* [Work to be completed]: Given the material below, output exactly the lines from the line with "Every instance of the wood grain" to the line with "Every instance of the stack", both ends included, and no other lines.

* [Dataset entries]:

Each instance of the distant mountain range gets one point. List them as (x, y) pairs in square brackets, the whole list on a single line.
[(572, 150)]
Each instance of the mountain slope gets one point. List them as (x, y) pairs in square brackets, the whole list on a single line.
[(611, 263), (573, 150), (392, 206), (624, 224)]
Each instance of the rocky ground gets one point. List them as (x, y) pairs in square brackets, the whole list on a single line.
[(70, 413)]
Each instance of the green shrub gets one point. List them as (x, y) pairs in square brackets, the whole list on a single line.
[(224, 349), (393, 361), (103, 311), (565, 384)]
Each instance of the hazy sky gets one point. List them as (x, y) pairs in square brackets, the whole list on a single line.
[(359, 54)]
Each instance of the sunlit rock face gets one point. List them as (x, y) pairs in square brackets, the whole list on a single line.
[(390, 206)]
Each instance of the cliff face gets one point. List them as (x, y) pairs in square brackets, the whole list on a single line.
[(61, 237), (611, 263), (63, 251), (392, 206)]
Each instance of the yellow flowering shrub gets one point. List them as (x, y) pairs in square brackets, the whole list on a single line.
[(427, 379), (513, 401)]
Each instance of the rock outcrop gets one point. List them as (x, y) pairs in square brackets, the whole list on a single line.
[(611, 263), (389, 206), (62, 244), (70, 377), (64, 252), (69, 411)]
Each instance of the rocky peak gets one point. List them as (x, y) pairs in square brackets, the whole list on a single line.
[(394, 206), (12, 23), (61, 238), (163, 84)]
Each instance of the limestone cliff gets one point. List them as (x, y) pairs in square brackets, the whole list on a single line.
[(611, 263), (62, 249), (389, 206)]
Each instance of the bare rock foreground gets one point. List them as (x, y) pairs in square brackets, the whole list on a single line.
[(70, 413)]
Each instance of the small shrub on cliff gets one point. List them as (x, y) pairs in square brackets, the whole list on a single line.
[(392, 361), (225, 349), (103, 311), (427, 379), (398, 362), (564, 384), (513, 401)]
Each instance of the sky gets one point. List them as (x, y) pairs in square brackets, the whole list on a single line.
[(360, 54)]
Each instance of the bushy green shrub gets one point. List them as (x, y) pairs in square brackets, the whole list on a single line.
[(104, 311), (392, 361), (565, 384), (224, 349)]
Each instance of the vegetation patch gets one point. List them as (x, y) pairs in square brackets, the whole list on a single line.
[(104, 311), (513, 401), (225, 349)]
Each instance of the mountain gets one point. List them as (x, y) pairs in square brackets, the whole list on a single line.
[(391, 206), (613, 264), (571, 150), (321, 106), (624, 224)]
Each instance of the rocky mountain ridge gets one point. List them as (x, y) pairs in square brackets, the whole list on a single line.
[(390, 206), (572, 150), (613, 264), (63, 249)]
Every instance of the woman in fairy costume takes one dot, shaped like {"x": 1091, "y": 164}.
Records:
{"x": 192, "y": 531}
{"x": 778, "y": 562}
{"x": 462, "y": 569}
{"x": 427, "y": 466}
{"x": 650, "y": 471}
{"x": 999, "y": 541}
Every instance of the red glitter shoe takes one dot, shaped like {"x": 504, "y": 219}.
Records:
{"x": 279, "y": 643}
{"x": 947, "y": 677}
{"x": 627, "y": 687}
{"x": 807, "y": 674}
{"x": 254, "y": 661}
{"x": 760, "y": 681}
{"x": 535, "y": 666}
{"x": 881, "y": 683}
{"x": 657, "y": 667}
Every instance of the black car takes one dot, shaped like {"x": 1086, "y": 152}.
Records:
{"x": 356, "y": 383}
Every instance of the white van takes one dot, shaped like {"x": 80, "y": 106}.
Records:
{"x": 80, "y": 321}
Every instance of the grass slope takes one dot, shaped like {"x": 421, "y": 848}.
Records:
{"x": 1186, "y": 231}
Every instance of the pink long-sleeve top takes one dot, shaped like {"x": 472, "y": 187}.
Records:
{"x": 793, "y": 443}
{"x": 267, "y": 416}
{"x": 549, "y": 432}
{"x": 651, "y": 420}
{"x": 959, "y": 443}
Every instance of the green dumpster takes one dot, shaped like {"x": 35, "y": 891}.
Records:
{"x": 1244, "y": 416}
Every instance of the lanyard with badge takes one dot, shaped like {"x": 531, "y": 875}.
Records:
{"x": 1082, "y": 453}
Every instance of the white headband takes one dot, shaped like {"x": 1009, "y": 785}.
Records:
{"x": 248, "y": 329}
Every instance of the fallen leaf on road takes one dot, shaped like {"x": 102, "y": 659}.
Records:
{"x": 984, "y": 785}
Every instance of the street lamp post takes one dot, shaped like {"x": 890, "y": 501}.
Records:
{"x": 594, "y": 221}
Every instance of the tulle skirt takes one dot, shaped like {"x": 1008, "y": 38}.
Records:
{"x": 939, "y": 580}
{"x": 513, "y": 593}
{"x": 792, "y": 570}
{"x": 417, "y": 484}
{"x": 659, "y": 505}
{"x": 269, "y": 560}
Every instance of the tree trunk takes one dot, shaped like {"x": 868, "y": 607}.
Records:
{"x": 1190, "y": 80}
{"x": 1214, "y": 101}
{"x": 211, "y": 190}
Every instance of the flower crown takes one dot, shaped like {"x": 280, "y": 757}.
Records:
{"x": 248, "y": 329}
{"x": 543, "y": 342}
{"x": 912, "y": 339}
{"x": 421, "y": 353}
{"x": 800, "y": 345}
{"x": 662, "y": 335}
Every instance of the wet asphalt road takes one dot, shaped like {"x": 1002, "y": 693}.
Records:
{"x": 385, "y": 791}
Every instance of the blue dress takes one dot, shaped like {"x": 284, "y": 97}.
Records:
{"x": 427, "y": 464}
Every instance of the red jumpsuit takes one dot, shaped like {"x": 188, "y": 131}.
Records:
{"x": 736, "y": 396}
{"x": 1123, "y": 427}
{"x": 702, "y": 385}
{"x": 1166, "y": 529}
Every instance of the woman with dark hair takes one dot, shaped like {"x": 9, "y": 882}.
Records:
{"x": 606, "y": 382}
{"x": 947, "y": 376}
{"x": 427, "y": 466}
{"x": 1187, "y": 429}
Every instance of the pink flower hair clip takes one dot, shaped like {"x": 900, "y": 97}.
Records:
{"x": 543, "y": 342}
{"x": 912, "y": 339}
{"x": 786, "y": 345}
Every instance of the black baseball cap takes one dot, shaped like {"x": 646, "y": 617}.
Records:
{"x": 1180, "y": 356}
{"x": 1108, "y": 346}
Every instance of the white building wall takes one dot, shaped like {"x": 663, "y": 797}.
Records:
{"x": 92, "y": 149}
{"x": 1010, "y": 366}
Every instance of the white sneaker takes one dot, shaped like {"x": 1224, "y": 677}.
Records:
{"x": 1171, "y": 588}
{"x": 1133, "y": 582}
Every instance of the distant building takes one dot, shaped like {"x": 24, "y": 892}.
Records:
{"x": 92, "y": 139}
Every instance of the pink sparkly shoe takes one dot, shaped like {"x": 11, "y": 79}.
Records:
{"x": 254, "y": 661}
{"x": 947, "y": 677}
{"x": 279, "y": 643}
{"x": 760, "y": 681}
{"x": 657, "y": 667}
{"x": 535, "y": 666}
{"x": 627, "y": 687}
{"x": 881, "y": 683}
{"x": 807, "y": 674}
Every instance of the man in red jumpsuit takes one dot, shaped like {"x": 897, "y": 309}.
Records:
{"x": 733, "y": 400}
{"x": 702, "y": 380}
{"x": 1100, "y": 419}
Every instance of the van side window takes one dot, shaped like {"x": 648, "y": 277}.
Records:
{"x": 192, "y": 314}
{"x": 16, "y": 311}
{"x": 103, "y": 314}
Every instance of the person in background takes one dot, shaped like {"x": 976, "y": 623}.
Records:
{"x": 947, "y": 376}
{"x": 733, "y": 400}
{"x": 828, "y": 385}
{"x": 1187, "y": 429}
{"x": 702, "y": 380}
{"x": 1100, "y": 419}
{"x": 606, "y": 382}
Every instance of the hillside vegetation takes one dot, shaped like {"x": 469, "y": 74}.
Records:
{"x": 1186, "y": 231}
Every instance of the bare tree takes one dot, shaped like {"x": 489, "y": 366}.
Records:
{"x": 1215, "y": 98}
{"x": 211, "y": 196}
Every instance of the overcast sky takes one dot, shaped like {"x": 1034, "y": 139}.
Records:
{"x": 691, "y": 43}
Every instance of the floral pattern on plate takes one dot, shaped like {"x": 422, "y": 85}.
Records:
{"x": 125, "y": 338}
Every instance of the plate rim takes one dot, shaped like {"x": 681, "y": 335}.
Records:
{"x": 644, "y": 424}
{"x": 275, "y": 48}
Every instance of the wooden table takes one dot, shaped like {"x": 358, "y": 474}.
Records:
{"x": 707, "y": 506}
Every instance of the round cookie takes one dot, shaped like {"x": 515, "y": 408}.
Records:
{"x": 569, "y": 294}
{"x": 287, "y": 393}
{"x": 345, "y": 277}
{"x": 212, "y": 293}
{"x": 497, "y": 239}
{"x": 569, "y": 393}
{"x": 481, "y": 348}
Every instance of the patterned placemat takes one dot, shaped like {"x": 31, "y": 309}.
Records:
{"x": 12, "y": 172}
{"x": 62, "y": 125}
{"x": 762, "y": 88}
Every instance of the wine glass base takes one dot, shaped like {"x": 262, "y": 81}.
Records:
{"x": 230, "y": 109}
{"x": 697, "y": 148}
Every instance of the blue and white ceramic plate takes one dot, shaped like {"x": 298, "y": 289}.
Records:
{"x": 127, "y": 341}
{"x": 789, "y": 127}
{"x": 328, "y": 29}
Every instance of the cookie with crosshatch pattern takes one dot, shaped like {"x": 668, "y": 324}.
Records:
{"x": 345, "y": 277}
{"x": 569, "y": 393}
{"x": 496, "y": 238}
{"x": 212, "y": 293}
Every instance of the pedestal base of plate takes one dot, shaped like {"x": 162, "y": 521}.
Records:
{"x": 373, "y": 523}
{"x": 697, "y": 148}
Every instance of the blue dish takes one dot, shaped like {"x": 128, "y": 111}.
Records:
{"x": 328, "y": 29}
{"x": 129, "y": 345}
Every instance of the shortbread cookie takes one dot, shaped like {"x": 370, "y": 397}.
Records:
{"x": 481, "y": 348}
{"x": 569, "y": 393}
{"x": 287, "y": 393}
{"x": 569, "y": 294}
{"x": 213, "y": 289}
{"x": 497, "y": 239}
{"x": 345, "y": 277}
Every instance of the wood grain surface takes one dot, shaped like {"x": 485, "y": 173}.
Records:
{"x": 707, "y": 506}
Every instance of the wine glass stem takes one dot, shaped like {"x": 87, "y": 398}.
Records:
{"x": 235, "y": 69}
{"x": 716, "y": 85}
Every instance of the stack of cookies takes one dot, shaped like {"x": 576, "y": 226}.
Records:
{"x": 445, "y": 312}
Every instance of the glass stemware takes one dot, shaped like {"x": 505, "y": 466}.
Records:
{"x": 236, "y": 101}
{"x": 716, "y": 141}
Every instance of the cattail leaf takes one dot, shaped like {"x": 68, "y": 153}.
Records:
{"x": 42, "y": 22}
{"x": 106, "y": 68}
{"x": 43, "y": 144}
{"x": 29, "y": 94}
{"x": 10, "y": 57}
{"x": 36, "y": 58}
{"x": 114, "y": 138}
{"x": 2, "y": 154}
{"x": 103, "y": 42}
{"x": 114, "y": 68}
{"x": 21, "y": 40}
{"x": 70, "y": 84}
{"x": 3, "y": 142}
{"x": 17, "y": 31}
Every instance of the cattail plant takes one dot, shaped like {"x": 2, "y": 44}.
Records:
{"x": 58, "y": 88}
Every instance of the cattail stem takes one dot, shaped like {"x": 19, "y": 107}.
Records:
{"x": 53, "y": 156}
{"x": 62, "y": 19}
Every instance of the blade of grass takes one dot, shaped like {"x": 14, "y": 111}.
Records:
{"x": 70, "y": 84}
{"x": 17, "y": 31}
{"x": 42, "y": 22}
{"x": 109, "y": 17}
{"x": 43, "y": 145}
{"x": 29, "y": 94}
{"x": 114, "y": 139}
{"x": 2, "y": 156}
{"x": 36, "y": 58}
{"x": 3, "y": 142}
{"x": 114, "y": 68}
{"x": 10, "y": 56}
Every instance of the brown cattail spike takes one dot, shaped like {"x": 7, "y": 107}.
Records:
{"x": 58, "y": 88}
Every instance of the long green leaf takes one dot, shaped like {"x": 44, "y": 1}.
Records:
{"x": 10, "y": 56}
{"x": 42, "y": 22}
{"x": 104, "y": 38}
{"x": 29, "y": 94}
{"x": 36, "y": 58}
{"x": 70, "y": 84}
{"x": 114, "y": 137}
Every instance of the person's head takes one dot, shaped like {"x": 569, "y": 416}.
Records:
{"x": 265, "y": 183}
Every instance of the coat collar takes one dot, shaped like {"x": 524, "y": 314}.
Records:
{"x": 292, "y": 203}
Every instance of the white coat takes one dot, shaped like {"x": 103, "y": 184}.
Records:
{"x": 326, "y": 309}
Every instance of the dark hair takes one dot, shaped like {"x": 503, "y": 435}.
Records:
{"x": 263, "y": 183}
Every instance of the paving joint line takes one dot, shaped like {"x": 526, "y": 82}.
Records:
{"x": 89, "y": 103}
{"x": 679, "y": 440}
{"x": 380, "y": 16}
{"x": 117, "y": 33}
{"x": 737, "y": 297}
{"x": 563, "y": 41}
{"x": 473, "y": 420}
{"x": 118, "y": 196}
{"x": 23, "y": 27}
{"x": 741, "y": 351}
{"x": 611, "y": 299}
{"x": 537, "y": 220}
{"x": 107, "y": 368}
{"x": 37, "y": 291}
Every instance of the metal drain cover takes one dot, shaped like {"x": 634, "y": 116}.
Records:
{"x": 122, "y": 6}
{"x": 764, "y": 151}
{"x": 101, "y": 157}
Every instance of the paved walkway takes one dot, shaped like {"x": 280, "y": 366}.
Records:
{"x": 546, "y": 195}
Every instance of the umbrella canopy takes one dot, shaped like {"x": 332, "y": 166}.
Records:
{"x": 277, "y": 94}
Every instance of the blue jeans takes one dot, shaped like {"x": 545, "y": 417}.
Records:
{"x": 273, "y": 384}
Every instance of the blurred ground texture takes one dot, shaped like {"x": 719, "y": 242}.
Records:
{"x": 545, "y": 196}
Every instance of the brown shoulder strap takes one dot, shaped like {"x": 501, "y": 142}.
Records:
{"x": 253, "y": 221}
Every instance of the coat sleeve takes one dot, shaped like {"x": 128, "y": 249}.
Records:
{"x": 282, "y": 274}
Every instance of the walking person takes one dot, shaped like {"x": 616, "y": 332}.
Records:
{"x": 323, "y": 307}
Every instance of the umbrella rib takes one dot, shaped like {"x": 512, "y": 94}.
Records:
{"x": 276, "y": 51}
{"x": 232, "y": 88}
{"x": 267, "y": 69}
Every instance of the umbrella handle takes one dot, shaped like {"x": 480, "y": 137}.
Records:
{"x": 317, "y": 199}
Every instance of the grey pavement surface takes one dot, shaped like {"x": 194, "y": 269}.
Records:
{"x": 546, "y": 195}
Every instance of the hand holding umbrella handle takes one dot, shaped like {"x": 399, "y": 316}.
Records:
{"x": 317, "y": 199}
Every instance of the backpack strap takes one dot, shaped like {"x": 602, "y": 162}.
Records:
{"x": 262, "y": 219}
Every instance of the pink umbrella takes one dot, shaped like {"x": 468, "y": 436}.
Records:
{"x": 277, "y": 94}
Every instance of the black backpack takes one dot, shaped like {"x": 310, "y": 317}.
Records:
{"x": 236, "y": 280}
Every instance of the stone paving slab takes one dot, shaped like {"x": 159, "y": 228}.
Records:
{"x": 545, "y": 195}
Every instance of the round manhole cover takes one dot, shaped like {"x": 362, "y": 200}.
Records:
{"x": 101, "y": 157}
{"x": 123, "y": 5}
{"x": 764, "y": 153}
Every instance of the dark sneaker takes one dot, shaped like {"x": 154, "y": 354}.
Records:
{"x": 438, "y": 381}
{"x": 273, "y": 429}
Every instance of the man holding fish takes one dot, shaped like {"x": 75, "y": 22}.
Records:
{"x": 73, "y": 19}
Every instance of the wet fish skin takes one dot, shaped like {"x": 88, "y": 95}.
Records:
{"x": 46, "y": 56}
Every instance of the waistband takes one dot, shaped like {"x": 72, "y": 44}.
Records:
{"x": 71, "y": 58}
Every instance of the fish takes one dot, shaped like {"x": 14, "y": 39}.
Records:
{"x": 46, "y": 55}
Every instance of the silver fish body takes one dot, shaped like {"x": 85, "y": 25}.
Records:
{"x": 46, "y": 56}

* [Solution to the problem]:
Every instance of the wood grain surface takes one dot, shaped like {"x": 485, "y": 173}.
Records:
{"x": 707, "y": 506}
Every instance of the wine glass stem takes one dot, shaped like {"x": 87, "y": 398}.
Records:
{"x": 235, "y": 69}
{"x": 716, "y": 85}
Every instance of the stack of cookies takes one dot, shaped like {"x": 576, "y": 226}.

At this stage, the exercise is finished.